- _Short task A_:
Summarize the forum question about a compiler bug for Coarray Fortran over InfiniBand in two sentences.
--- --- ---
Intel® MPI Library
Get help with building, analyzing, optimizing, and scaling high-performance computing (HPC) applications.
2286 Discussões

Compiler bug for Coarray Fortran over InfiniBand

as14
Principiante
7.043 Visualizações

Good afternoon,

There is a poorly documented bug in the Intel compiler when Coarray Fortran is used over Infiniband, which requires the following fix: export MPIR_CVAR_CH4_OFI_ENABLE_RMA=0. 

The bug and the fix are only mentioned in 2 or 3 places online (e.g. here https://blog.hpc.qmul.ac.uk/intel-release-2020_4.html). When can we expect this bug to be fixed?

More importantly, what does this compiler option actually do? What are the speed implications? Are the alternative bug fixes which are faster?

Intel officially supports MPI over Infiniband, so this should be fixed for Coarrays too. See here: https://www.intel.com/content/www/us/en/developer/articles/technical/improve-performance-and-stability-with-intel-mpi-library-on-infiniband.html

and here: https://www.intel.com/content/www/us/en/developer/articles/technical/mpi-compatibility-nvidia-mellanox-ofed-infiniband.html

Thanks!
--- --- ---
- _Short task B_:
Duplicate the part of the listing that runs from the line containing "cow's ear, put" through the end of the listing, with both ends included.
--- --- ---
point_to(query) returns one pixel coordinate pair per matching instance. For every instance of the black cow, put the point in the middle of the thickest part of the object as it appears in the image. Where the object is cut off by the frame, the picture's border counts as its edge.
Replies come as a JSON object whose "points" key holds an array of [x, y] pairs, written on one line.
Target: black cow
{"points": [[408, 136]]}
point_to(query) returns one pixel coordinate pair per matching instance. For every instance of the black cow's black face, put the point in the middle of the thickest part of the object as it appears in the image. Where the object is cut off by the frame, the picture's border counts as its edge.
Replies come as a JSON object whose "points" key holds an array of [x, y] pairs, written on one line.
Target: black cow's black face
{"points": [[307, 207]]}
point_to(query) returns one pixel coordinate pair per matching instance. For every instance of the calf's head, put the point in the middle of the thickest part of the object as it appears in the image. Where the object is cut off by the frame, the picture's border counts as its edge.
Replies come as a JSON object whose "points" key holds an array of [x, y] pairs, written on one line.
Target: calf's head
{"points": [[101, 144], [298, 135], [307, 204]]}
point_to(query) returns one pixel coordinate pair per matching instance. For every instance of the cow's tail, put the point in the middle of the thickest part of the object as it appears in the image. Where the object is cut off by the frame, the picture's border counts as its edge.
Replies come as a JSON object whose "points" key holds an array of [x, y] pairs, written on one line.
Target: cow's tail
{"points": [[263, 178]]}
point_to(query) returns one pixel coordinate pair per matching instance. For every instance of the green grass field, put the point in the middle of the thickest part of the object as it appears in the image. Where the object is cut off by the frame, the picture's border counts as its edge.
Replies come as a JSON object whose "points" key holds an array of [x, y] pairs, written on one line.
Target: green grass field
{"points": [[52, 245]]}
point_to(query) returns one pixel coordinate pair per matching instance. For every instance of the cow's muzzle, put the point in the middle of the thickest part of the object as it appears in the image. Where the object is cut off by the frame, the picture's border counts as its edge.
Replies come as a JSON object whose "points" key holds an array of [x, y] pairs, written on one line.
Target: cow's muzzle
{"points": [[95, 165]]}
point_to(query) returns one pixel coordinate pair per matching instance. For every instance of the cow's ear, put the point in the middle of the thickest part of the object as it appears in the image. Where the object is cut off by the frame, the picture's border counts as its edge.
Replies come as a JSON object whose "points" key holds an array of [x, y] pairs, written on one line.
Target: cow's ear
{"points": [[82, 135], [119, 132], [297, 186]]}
--- --- ---
- _Right answer A_:
The Intel compiler has a poorly documented bug when Coarray Fortran is used over InfiniBand, and the fix, export MPIR_CVAR_CH4_OFI_ENABLE_RMA=0, is mentioned in only two or three places online. The poster asks when the bug will be fixed, what the option does, what its speed implications are, and whether faster alternative fixes exist, adding that because Intel officially supports MPI over InfiniBand, this should be fixed for Coarrays too.

- _Right answer B_:
point_to(query) returns one pixel coordinate pair per matching instance. For every instance of the cow's ear, put the point in the middle of the thickest part of the object as it appears in the image. Where the object is cut off by the frame, the picture's border counts as its edge.
Replies come as a JSON object whose "points" key holds an array of [x, y] pairs, written on one line.
Target: cow's ear
{"points": [[82, 135], [119, 132], [297, 186]]}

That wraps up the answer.